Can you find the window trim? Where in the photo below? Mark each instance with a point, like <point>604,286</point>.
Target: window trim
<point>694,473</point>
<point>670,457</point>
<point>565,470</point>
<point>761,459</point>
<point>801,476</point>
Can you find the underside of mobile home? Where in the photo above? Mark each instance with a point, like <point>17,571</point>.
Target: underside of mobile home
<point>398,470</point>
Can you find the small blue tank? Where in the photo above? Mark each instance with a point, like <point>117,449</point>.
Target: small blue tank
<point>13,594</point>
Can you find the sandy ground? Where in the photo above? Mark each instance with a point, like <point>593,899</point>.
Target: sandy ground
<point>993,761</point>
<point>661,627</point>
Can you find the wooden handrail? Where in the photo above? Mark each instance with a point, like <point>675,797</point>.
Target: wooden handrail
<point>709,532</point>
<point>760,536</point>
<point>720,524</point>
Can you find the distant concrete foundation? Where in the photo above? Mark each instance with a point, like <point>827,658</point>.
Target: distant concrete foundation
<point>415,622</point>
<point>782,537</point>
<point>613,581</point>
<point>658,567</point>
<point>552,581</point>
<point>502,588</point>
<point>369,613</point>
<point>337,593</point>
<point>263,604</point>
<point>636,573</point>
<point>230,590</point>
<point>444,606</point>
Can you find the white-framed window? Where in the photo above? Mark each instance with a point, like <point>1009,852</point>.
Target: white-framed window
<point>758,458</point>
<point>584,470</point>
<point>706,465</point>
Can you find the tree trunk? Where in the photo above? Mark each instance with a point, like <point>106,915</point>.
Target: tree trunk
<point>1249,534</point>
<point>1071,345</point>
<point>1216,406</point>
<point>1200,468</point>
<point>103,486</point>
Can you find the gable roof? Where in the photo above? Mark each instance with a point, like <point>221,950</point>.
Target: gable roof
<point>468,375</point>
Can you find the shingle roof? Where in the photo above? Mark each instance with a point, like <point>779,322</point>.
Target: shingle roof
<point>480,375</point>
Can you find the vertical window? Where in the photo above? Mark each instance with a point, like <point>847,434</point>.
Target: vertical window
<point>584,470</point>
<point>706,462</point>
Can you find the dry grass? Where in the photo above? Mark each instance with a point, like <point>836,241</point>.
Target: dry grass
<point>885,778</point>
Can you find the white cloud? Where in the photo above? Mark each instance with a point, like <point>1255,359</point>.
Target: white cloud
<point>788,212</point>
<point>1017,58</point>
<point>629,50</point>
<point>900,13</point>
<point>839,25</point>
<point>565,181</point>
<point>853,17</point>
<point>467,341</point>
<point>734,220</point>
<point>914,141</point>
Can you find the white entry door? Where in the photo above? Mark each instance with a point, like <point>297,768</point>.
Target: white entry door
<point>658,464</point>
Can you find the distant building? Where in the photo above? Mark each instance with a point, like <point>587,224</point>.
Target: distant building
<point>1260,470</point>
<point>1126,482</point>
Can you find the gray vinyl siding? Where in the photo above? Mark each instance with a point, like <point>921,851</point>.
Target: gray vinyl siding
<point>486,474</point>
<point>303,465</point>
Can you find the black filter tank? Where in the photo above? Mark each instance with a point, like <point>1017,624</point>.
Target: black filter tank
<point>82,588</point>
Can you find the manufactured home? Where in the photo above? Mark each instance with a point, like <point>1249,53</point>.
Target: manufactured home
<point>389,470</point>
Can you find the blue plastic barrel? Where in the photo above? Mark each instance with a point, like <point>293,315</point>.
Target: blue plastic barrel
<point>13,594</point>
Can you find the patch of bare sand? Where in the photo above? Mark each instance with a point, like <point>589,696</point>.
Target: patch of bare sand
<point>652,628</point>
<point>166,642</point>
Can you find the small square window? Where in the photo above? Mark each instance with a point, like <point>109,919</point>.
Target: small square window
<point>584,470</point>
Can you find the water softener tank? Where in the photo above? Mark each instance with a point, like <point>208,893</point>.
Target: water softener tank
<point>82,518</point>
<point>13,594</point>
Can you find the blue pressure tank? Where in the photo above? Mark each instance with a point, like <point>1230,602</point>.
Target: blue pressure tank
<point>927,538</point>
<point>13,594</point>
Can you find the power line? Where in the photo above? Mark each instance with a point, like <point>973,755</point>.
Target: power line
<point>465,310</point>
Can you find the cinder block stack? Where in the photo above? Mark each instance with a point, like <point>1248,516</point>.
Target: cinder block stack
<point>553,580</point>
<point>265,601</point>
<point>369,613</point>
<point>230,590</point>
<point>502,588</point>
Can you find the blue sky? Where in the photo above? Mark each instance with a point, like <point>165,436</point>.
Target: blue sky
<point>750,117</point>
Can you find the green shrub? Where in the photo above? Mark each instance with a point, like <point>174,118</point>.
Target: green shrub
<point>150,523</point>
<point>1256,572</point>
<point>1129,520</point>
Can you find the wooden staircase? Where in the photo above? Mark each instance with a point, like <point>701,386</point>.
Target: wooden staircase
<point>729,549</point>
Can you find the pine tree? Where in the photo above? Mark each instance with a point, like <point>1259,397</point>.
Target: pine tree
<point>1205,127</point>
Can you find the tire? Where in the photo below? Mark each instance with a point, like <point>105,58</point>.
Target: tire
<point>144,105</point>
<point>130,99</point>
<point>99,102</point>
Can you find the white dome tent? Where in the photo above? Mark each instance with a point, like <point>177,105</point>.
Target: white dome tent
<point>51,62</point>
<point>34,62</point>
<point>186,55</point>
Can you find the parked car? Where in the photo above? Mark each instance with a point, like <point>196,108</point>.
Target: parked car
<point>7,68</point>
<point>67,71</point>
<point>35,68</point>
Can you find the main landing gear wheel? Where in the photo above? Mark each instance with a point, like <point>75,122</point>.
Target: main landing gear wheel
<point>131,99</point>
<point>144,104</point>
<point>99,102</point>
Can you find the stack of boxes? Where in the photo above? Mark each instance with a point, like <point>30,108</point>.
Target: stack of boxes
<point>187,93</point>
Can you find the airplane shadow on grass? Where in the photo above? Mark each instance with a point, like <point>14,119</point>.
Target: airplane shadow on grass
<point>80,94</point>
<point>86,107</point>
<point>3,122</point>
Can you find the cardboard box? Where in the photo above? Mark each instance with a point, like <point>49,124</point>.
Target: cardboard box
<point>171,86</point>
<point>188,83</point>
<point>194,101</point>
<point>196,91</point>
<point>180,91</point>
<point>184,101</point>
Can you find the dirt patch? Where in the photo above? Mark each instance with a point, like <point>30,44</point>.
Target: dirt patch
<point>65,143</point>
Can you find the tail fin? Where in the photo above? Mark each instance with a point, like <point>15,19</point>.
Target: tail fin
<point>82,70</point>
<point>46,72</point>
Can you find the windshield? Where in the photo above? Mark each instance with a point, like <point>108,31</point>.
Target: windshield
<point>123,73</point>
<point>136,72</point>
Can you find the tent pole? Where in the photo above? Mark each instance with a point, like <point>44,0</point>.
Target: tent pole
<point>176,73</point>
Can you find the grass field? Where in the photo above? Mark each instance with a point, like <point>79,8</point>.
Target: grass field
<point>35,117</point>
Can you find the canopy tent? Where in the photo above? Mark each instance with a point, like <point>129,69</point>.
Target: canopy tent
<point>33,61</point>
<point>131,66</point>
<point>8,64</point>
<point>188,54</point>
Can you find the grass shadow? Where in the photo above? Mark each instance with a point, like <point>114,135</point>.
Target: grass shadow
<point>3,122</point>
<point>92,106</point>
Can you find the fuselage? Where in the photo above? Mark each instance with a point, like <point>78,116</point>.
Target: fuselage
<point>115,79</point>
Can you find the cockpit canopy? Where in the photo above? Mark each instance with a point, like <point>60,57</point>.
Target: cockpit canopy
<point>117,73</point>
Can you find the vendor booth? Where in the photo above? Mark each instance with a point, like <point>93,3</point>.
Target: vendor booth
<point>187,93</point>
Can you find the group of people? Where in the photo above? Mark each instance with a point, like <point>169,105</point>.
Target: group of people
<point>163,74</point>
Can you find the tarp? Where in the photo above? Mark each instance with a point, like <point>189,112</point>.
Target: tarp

Exercise requirements. When a line in the data holds the word "below", show that line.

Your response.
Can you find the window trim? Where in the photo below? Mark each instance with a point, like <point>604,286</point>.
Can you find the tire? Where in the photo below? Mark each instance with a point, like <point>105,58</point>.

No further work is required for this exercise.